WORK INSTRUCTIONS -
• 1. Answer from the hamster figure captions:
(a) In the re-challenge weight panel, what color marks animals exposed to the WA/1 variant?
(b) What magnification is given for the hematoxylin and eosin lung images, apart from the inset?
(c) At what dpi was the most labelling in lung parenchyma detected?
• 2. Please resume the hamster figure captions, starting after their final sentence.

SELECTED PASSAGE -
▶

Weight variation upon first inoculation and re-challenge. Data are expressed as a percentage of variation referred to the weight recorded at the day of the challenge (a) or re-challenge (b). (a) Mean percentage of weight variation of animals inoculated with SARS-CoV-2 Cat01 variant (blue) or with PBS mock solution (grey). P-value for statistically significant point: 2dpi p < .0001; 3dpi p = .0001; 4dpi p = .0002; 5 dpi p = .0003; 6dpi p < 0.0001; 7dpi p = .0005; 10dpi p = 0.0244. (b) Mean percentage of weight variation of animals after SARS-CoV-2 re-inoculation. In blue animals exposed to SARS-CoV-2 Cat01 variant, in red animals exposed to SARS-CoV-2 WA/1 variant, and in grey animals exposed to PBS mock.

Figure 3.

Pathological findings in lungs of hamsters after inoculation and re-inoculation. (a–e) Histopathological findings in lungs of hamsters after SARS-CoV-2 Cat01 challenge on 2 (a), 4 (b) and 7 (c) dpi, and 2 (d) and 4 (e) dpri with Cat01 and WA/1 variants. Broncho-interstitial pneumonia (asterisks) severity increased from 2 to 7 dpi (maximum lesion severity) and was residual at 2 and 4 dpri. Inset in 2a displays submucosa mononuclear inflammation of the bronchus (asterisk) and exocytosis through the epithelium. Hematoxylin and eosin stain, 100× magnification (inset in 2a, 400× magnification) (f to j). Immunohistochemical findings in lungs of same animals. High amount of viral antigen (brown staining) mainly in bronchi epithelium as well moderate amount at 2 dpi (f, inset shows a detail of the bronchus epithelial labelling). The maximum amount of labelling in lung parenchyma, associated with the inflammatory infiltrate, was detected at 4 dpi (g). Scarce number of stained cells were detected at 7 dpi (h, arrowhead) and no labelling was recorded at 2 (i) and 4 (j) dpri. Immunohistochemistry to detect the NP of SARS-CoV-2 and hematoxylin counterstain, 100× magnification (inset in 2a, 400× magnification). Scale bars, 100 μm.

◀

Stored data entries -

▶

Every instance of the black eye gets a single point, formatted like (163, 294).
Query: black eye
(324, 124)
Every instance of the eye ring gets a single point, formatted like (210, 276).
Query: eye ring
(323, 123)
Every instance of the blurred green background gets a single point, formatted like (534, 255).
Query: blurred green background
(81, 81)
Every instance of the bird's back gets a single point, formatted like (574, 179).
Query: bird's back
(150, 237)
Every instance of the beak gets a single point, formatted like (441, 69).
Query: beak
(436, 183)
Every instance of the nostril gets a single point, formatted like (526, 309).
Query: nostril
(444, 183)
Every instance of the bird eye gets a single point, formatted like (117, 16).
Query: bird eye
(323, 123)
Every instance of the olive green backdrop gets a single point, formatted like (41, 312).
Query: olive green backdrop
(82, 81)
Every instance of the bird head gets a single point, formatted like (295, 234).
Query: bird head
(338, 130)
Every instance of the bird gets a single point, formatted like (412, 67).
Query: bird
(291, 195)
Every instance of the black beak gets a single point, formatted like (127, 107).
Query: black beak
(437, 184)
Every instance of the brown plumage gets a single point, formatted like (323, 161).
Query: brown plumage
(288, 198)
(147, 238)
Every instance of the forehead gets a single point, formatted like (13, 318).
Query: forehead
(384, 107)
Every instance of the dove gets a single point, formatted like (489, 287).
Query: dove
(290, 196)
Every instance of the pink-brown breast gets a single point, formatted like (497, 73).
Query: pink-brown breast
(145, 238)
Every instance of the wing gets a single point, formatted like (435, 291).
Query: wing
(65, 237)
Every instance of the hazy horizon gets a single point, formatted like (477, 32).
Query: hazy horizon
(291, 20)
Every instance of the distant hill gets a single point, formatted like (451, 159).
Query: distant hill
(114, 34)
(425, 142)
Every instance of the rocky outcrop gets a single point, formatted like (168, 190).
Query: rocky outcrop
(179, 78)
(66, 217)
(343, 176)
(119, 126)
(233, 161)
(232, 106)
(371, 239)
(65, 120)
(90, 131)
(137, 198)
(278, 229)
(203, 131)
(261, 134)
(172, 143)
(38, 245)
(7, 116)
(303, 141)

◀

RESULTS FOR THE EXERCISE -
• 1.
(a) Red
(b) 100×
(c) 4 dpi

• 2.
Figure 4.

Viral loads in samples obtained from hamsters after inoculation and re-inoculation with SARS-CoV-2. Genomic RNA (a) and subgenomic RNA levels (b) of SARS-CoV-2 was analyzed in oropharyngeal swabs (OS), nasal turbinate, trachea, and lungs, as well as the infectious viral loads (c). Horizontal bars reflect median viral loads. In blue data obtained from Cat01-reinfected animals, in red data obtained from WA/1-reinfected animals. Dotted lines indicate the limit of detection for each technique. Statistically, significant p values are reported in the graph, preceded by an (A) for ANOVA test or (K) for Kruskal–Wallis tests.

Figure 5.

Humoral responses in SARS-CoV-2 reinfected hamster. (i) Antibody subclasses against (a) Spike protein subunits 1 and 2, (b) receptor-binding domain (RBD) and (c) nucleocapsid protein. In black, serum samples from animals challenged with Cat01 (1st inoculum), in blue serum from animals re-inoculated with the same viral variant (Cat01), in red serum from animal re-inoculated with the different viral variant (WA/1). At 21 dpi before the re-inoculation sera were collected from Cat01-exposed animals, pooled following housing criteria and analyzed (in gold). In grey, serum from control animals treated with a mock solution of PBS. (ii) Serum from all animals was used for live virus neutralization assay against d) Cat01 and e) WA/1 variants. Code colour are the same than those used in panel (i). Pooled sera were not tested in the SNT assay. Dotted lines indicate the limit of detection of the technique.